> [DATA PROVIDED]
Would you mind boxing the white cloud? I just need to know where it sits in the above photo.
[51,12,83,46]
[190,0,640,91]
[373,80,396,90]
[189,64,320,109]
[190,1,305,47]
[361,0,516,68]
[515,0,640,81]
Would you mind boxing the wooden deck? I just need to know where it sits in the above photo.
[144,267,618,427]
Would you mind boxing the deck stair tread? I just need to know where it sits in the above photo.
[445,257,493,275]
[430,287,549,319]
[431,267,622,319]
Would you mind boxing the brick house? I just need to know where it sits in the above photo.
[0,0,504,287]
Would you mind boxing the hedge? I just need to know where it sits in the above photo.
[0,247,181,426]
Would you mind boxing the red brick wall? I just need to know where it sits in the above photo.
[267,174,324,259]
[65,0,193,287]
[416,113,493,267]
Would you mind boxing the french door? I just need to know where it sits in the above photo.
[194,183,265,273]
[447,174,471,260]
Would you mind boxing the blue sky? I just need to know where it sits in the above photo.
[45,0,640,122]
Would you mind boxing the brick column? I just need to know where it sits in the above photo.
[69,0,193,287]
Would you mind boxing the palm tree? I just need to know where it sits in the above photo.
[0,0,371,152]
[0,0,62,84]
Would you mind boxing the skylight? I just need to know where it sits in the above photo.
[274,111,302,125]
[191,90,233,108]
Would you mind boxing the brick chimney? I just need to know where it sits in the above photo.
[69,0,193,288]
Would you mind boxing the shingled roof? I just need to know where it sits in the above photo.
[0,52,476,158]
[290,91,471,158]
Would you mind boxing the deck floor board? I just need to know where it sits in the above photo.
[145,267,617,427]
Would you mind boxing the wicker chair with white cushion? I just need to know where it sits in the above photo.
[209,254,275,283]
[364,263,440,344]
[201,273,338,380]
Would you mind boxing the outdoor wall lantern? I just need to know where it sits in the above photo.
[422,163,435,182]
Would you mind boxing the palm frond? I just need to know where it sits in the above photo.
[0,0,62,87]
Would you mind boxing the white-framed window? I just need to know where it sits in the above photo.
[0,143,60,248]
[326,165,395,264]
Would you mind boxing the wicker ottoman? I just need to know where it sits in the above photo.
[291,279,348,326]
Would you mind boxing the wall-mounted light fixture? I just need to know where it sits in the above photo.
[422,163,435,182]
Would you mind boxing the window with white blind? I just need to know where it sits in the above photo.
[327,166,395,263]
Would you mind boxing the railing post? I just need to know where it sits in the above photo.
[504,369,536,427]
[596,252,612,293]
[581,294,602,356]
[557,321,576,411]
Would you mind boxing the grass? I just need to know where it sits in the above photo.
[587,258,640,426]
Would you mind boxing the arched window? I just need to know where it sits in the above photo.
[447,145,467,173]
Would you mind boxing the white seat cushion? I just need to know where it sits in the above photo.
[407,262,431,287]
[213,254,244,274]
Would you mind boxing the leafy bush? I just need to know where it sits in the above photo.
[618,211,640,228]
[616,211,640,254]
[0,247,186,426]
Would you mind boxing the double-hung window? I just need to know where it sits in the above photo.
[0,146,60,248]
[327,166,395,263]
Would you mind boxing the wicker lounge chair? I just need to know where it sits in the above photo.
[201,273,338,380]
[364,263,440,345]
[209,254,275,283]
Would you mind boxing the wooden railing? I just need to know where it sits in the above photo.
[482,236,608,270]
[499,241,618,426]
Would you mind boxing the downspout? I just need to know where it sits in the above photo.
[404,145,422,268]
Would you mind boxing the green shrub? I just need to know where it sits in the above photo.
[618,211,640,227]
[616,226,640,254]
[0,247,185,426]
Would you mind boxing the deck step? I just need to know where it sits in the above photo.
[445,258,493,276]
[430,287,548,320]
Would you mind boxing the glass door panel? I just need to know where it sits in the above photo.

> [REQUIREMENTS] Duplicate everything from the line containing "Would you mind boxing the wicker chair" down to the line containing "[213,254,244,274]", including both of those lines.

> [OUTPUT OF THE TASK]
Would you mind boxing the wicker chair with white cushion? I just need to know where it sits in the above photo.
[209,254,275,283]
[364,263,440,344]
[201,273,338,380]
Would you mind boxing the outdoor wall lantern? I just need to know where it sits in the above photo.
[422,163,435,182]
Would you mind boxing the palm frond? I just need to know where it sits in the above photo.
[0,0,62,87]
Would you mind boxing the white-framed window? I just need to know where it sits in the above photo.
[0,143,60,248]
[326,165,395,264]
Would you mind boxing the wicker ottoman? I just need to know where it sits in the above photo.
[291,279,348,326]
Would you mind boxing the wall-mounted light fixture? I just need to know where it sits in the above photo.
[422,163,435,182]
Would you mind boxing the window with white blind? I just need to know where it sits in the above photo.
[327,166,395,263]
Would you mind boxing the railing post? I just need to know where it sits in the above photo.
[504,369,536,427]
[596,252,612,293]
[581,294,602,356]
[557,321,576,411]
Would you mind boxing the grass? I just need to know where it sits in the above photo.
[587,258,640,426]
Would you mind boxing the arched window? I just need to know where it sits in the above photo.
[447,145,467,173]
Would you mind boxing the white seat cushion? I just need to know where it sits in the above photo.
[407,262,431,287]
[213,254,244,274]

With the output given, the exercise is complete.